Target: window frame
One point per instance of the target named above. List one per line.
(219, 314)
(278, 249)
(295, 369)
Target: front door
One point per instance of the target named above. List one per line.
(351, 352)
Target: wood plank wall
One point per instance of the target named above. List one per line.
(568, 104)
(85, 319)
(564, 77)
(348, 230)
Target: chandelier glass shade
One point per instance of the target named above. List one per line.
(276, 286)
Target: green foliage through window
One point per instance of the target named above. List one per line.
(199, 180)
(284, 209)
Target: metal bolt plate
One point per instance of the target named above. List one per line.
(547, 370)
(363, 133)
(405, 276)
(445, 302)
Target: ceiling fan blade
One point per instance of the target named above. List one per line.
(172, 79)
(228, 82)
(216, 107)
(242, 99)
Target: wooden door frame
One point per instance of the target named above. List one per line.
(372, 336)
◆ ◆ ◆ ◆
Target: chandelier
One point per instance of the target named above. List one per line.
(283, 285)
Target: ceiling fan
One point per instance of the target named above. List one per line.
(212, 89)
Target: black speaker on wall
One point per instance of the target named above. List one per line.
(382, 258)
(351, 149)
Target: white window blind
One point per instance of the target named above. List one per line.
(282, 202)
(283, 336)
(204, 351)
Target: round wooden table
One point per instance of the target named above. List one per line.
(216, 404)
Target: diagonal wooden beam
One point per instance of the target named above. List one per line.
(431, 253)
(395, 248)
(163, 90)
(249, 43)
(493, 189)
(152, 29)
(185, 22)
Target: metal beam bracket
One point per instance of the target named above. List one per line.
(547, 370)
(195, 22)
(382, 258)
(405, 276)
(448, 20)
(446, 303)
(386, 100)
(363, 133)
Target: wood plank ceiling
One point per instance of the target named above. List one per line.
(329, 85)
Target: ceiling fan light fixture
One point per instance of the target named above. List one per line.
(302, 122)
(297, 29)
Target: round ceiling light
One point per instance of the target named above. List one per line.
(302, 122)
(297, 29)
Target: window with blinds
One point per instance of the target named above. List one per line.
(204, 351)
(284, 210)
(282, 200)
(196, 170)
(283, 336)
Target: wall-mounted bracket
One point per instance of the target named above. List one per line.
◆ ◆ ◆ ◆
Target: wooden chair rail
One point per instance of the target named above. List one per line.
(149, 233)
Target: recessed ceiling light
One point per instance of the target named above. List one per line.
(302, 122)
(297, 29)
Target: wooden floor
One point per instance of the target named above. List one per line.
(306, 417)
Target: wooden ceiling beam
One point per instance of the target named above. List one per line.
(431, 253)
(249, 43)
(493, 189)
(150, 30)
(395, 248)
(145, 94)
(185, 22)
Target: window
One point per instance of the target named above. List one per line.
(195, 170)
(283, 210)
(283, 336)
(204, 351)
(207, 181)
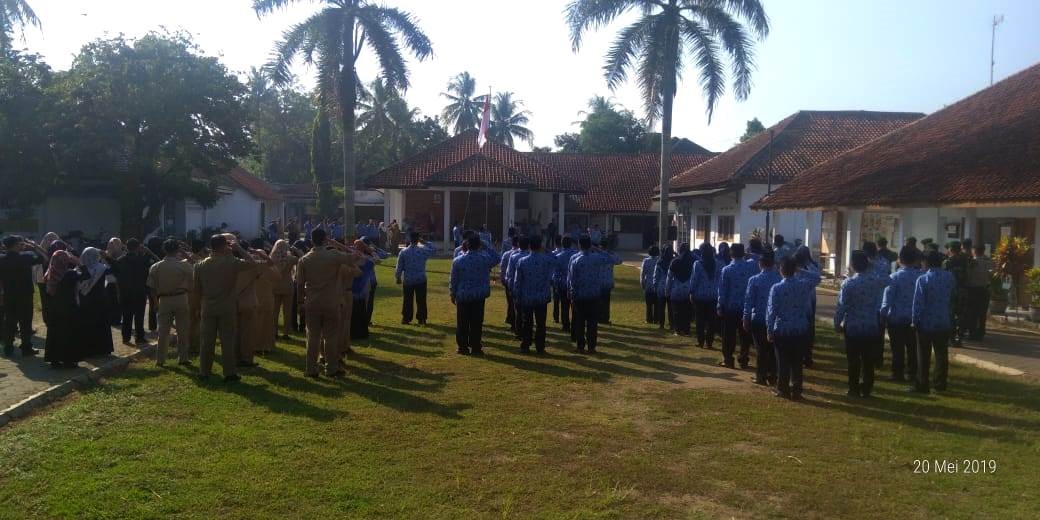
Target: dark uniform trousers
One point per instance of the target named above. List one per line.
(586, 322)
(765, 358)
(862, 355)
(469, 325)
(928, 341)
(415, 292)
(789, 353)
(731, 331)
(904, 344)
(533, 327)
◆ ◆ ◆ ◆
* _Problem to work on_
Return each line of the listing above that contains the word "frame", one per line.

* _Answer to the task_
Target: window frame
Target: wooden door frame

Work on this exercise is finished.